Reproduce every one of the entries below word for word, line by line.

start

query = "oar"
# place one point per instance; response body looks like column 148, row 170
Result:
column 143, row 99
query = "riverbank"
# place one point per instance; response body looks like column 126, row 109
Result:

end

### Full solution
query = "oar"
# place one point per instance; response body looks like column 148, row 170
Result:
column 143, row 99
query = "riverbank"
# place one point per instance; response body looks like column 126, row 109
Result:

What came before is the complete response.